Multiview: mirrored or fused frames

Mirrored frames

A simple way to capture and store behavior from multiple views is to use a mirrored setup; below is an example of a mouse running on a transparent treadmill captured from the side and from below (Warren et al., Elife 2021).

../../_images/img05.png

Such a setup makes labeling and processing multiview data straighforward, and the Lightning Pose software supports data in this format.

When labeling such data, each keypoint is treated independently; for example, the nose is tracked using two separate keypoints, nose_top (top view) and nose_bot (bottom view). The standard supervised approaches are not explicitly aware that these two keypoints are simply two views of the same body part.

This information is utilized by Lightning Pose in the Multiview consistency loss applied to unlabeled video data; see the Multiview consistency section for more information on how to utilize this loss.

==========

What you will do ->
1. Using the text on mirrored multiview frames, explain in one to three sentences why the nose is labeled as two keypoints, nose_top and nose_bot.
2. Extend the text on mirrored multiview frames, picking up after its final sentence.
None of the data plays any part in these tasks.

Given data ->
==========

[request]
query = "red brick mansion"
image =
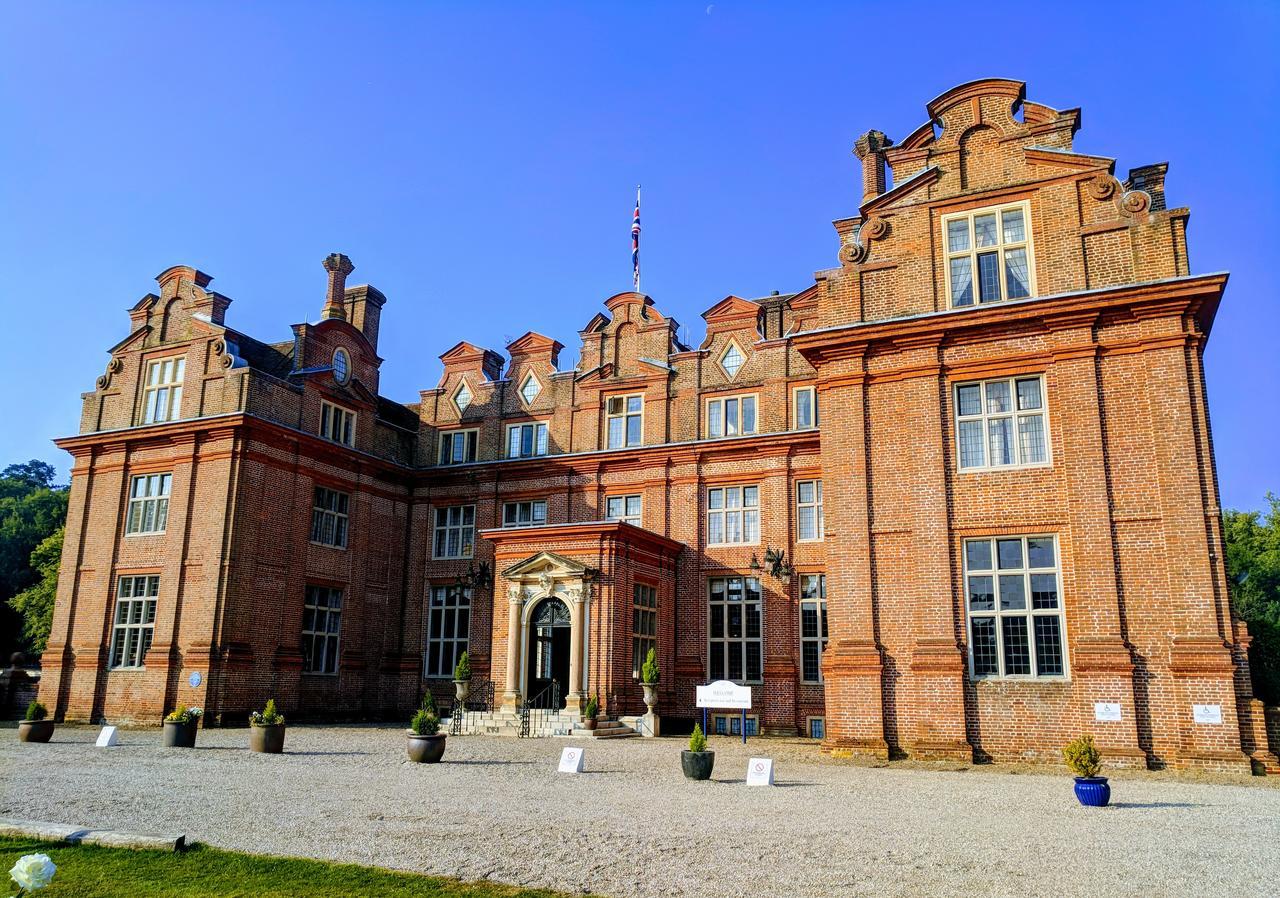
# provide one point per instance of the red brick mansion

==========

Per-task answers ->
1. When mirrored data is labeled, each keypoint is treated independently. The nose therefore gets one keypoint for the top view (nose_top) and a separate one for the bottom view (nose_bot).

2.
Fused frames

It is possible to achieve the same data format by fusing frames from multiple (synchronized!) cameras after acquisition. This approach makes labeling simpler, but there are several drawbacks:

  • This does not easily scale beyond 2-4 views. As the number of views grows the resolution of the final fused image increases, and the networks may begin to assign high probability to keypoints on the wrong view.

  • Inference on all new videos must also be run on fused frames, requiring an additional preprocessing step to fuse frames.

In the case of non-mirrored setups we recommend keeping the views separate; see the Multiview: separate data streams section for more information.